## Quoted passage
────────────────────────────────────────
While consumers are the biggest source of wasted food, there’s loss all along the food chain, including on the farm, during processing, through distribution, at retail locations and in food service. The waste adds up to 183 kg per person annually, according to the report.



There are several practical ways to reduce food waste in the home:

1. Take stock of your fridge and pantry before shopping. It seems like a no-brainer, but how many of us are guilty of dashing out the door before taking a full inventory of the food we have already? Since vegetables and fruits account for the vast majority of food waste, it’s important not to overstock on perishable items.


2. Make a plan. Sure, you can leave some room for spontaneity, but having a general meal plan for the week based on a few main ingredients can go a long way in reducing waste. You’ll also be less tempted to make impulse purchases at the grocery store.


3. Try to buy perishable items throughout the week rather than in bulk. In many European cities or even New York, you’ll often see people picking up groceries for dinner after work or earlier that same day. Other benefits: it’s fresh and purchases are based on what you’re craving at the moment.
────────────────────────────────────────
## Provided records
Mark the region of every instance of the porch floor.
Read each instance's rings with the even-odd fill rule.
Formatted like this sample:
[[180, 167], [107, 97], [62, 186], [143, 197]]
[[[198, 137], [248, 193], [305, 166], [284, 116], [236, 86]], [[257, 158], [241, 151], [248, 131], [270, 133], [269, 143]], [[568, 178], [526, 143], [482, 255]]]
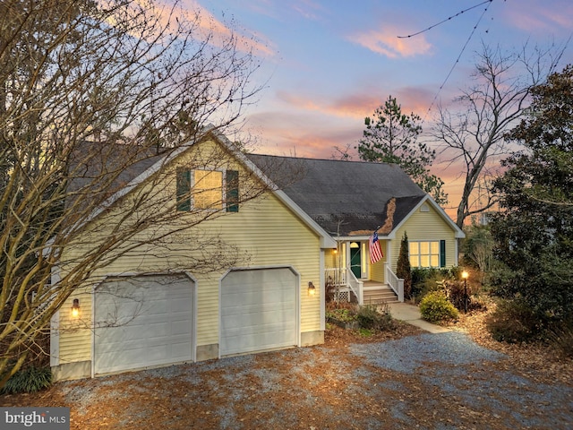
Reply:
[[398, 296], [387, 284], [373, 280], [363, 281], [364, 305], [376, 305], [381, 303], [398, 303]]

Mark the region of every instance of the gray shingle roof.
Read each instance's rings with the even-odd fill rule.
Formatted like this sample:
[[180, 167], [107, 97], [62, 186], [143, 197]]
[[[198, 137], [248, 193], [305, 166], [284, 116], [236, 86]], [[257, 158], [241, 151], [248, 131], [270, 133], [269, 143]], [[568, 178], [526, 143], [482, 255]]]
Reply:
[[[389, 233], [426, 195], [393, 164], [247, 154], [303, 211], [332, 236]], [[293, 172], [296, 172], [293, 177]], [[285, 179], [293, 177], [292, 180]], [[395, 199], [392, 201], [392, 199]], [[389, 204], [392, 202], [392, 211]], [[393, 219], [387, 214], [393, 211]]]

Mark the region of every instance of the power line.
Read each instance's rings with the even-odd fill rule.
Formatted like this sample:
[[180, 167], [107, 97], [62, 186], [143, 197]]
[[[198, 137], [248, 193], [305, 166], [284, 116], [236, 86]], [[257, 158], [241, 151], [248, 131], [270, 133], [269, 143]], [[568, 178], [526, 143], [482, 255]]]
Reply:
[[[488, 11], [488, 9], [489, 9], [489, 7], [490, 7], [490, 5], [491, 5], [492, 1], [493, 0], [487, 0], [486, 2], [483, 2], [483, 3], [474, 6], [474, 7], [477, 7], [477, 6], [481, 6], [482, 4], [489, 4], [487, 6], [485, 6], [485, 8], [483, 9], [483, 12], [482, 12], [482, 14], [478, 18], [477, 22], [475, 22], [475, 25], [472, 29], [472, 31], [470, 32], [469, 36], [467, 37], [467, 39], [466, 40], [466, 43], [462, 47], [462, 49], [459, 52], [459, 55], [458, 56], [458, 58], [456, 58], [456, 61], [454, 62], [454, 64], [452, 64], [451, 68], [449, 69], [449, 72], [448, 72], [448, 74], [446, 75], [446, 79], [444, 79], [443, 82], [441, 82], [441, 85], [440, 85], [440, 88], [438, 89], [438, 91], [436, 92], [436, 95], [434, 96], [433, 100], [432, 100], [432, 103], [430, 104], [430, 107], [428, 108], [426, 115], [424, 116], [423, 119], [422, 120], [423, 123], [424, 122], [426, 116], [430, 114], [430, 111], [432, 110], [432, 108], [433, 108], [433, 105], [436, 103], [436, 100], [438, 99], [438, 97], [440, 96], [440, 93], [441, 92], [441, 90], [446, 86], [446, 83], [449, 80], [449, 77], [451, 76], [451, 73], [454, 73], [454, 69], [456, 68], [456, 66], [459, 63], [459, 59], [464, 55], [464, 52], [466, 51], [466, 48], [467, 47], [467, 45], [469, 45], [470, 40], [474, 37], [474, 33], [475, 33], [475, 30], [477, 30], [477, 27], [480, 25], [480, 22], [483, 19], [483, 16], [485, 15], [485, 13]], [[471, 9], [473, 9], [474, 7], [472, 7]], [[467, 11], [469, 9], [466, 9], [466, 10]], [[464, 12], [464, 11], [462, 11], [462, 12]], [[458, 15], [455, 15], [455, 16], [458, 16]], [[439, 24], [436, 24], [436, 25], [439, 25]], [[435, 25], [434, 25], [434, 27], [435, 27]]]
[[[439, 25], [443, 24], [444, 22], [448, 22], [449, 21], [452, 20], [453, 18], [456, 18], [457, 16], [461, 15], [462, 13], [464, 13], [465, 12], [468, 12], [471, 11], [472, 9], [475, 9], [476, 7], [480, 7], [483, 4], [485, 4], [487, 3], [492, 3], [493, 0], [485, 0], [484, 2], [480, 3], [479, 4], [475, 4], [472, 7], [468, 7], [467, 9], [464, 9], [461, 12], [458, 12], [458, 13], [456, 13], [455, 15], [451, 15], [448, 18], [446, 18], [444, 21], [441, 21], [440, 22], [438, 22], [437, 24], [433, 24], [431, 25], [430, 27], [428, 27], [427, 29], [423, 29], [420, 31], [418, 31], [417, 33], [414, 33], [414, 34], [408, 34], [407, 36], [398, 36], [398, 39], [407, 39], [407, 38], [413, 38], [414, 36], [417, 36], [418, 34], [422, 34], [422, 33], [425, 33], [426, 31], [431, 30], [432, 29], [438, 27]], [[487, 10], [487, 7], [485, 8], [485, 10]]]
────────────────────────────────────────
## Exercise directions
In the passage on reducing food waste, how much wasted food is there per person each year according to the report?

## Answer to the problem
183 kg per person annually.